# [SOURCE EXTRACT]
On a different topic, I set a new personal record at the gym. I ran 1 mile in 12 minutes and 32 seconds. Yes it was on the treadmill but I'm proud of my little legs and heart too. I'm really hoping to hit the pavement in the spring and aim to do some sort of 5k to start and aim for a 10k. Goals! I have them!!

Sunday 27 January 2013

A lazy weekend gives time to reflect

I really enjoy having them as they are usually few and far between. We've almost always got something on the go.

Winter adds to the chaos. Getting the kids bundled up only to be uncomfortable in their winter gear. A hat is not on properly. Someone lost a mitt. Someone kicked off a boot and now their foot is cold. I'm sure as you're reading this, you're chuckling because you go through the exact same thing. My husband often asks how I don't totally lose it. I wonder the same thing sometimes, lol.

That's a picture of our son Emmett. He's 2.5. Can you guess what we're going through right now? Terrible two's! I wasn't expecting it. My daughter didn't really go through it. Maybe some issues at age 3, but nothing like Mr. ICANUSETHATSHARPKNIFEMYSELF.

His need for independence is rather quite annoying. It borders on major safety issues with a hand and a watchful eye always on him. He is insistent on making his own toast. From taking it out of the package, to putting it in the toaster and pushing it down, then to buttering/peanut buttering and even cutting it himself. The part that I think annoys me the most though, is the time it takes him. For some reason I'm always on fast forward and just want to get simple tasks done in the shortest period of time ever. I know, I know, that's my issue that I need to deal with. Really I should be embracing his independence right? I'm sure there's going to be a time in the next 7-9 years that I'm going to be summoned to bring the hungry beast his dinner at his command.

I'm done with the terrible two's though.

He goes to pre-school 3 times a week and absolutely loves it. He's got a couple of friends that he talks about a lot. Mostly an adorable little girl named Ava. I love to see the interaction that they have when I sneak in to pick him up a bit early.

This is my baby girl Kaylee. She's 7 and sassy to no end.

She's an angry and demanding little girl. Why's she so angry? She's got a pretty amazing life. She's fed, clothed, loved and has most things she's asked for. I would suspect her anger probably comes from her father and I no longer being together. I know she loves us both very much and somewhere in her head would love us to be together.

Her father and I together just didn't make sense, but I can say that we are very very good friends and don't have the usual drama that comes with co-parenting. We were good friends when we were together, but I don't think any real love was there beyond the love you have for a friend. I think that's ok. We've grown up over the years. Kaylee was 2.5 when we split up and I'm sure she doesn't remember much, but I'm sure there's still some impact.

Kaylee is in grade 2 right now and has a few struggles. I'm assuming its her very late birthday. Her birthday is right before Christmas so any child that was born in January almost is an entire year older than her. Her stubbornness doesn't help much either.  I can't for the life of me figure out where she gets that from (/sarcasm).

# [DATA SUPPLIED]
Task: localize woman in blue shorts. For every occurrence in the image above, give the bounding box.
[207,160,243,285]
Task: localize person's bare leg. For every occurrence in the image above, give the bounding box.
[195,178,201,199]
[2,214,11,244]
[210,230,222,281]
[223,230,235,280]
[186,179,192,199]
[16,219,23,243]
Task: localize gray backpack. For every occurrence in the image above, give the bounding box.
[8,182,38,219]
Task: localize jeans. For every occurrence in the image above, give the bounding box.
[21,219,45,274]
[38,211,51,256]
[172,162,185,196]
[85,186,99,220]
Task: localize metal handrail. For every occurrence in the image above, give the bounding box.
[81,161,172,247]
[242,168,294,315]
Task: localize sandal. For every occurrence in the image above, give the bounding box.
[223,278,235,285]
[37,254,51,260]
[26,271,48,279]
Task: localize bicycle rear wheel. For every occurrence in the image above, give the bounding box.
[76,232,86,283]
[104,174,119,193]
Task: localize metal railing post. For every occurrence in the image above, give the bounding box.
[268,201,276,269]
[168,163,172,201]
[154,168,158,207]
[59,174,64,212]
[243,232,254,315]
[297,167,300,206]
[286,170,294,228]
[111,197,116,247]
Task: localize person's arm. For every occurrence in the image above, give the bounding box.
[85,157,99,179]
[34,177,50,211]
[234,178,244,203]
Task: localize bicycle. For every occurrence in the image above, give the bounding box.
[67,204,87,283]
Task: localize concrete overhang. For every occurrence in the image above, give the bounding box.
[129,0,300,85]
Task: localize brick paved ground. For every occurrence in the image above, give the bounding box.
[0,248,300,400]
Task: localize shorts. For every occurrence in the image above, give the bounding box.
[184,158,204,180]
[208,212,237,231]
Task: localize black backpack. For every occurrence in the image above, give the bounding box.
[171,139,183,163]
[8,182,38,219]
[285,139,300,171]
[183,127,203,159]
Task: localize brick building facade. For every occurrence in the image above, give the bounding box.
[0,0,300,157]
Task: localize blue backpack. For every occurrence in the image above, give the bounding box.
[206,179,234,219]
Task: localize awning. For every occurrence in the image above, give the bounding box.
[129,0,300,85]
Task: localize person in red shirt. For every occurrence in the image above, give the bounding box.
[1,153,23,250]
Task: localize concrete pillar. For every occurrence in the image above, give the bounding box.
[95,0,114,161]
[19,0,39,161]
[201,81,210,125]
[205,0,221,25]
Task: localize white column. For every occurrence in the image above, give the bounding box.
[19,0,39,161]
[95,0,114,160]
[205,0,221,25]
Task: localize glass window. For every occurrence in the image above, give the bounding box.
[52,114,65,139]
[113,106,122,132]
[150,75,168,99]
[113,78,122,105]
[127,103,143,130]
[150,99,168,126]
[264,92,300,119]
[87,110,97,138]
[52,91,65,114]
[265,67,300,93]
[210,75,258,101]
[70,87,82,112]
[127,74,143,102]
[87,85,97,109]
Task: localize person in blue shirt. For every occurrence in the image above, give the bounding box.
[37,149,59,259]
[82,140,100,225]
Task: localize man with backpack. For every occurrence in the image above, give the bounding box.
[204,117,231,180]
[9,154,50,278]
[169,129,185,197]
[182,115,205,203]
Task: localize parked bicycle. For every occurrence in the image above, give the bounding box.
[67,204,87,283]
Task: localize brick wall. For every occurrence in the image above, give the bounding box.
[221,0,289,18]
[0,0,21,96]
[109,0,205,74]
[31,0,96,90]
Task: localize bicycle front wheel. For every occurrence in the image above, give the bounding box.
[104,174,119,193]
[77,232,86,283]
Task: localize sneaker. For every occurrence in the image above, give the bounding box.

# [TASKS TO PERFORM]
(a) Reproduce the part of the family blog post that opens with the words containing "I'm done with" and closes with "to be together.".
(b) In the family blog post, how many times a week does Emmett attend pre-school?
(c) Carry the family blog post forward from its last sentence.
The records come from a source unrelated to the family blog post.

# [ANSWER SET]
(a)
I'm done with the terrible two's though.

He goes to pre-school 3 times a week and absolutely loves it. He's got a couple of friends that he talks about a lot. Mostly an adorable little girl named Ava. I love to see the interaction that they have when I sneak in to pick him up a bit early.

This is my baby girl Kaylee. She's 7 and sassy to no end.

She's an angry and demanding little girl. Why's she so angry? She's got a pretty amazing life. She's fed, clothed, loved and has most things she's asked for. I would suspect her anger probably comes from her father and I no longer being together. I know she loves us both very much and somewhere in her head would love us to be together.

(b) Three times a week.

(c)
This weekend is her weekend at her dads, so I just spent my weekend with Emmett mostly as my husband was off for some karate seminars. I miss weekends with just Kaylee and I. I think a girls day/night out is in order. The few that we've managed to squeeze in were always fun and I could tell she was really appreciative of time with just me. Something she very much deserves and me too. She's not going to be little much longer.

Kaylee will be getting home from her fathers very shortly and then begins the fights over who hit who, who gets to watch what on the TV, etc.

I wouldn't trade my chaotic life for anything. I complain yes, but my family, they keep me alive, and well, even if they drive me nuts.

Friday 25 January 2013

Emotions - Primary vs. Secondary

A few months ago, my husband and I caught the tail end of something on TV. I can't even remember for the life of me, what it was. If it was a "Dateline" type show or a documentary. It was touching on Primary and Secondary emotions and it was very intriguing.

One that really struck out was Anger. Anger is a secondary emotion to a few primary ones such as hurt, humiliation and frustration.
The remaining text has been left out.